Task to carry out » Scale the part of the listing that opens with the line containing "Report one point per instance of the paved" and closes with the line containing "[(401, 264)]". Write out only those lines, requests included, with each coordinate in the answers multiplied by 1.2 and rounded to a whole number (halves round up).

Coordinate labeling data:
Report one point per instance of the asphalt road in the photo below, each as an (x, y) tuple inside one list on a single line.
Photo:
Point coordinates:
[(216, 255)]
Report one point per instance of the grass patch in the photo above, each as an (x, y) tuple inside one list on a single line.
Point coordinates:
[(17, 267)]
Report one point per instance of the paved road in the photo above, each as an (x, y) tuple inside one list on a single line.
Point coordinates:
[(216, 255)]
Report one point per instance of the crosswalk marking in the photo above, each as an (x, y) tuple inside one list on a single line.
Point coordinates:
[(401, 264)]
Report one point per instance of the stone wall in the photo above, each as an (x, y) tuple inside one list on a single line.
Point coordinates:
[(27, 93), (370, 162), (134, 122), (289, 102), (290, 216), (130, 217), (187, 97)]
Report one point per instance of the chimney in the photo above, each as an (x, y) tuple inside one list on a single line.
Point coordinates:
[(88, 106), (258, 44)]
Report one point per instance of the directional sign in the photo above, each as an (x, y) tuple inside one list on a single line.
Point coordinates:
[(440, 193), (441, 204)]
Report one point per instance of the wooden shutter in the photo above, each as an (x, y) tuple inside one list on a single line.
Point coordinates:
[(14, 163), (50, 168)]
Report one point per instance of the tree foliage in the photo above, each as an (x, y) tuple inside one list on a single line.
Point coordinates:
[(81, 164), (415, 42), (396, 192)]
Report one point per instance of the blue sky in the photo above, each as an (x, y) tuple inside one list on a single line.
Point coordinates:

Completed exercise »
Report one point per instance of the paved road in the photo above, each as an (x, y) tuple inside one list on a single line.
Point coordinates:
[(259, 306)]
Report one point per instance of the crosswalk marking in the photo above, each as an (x, y) tuple inside one list on a single line.
Point coordinates:
[(481, 317)]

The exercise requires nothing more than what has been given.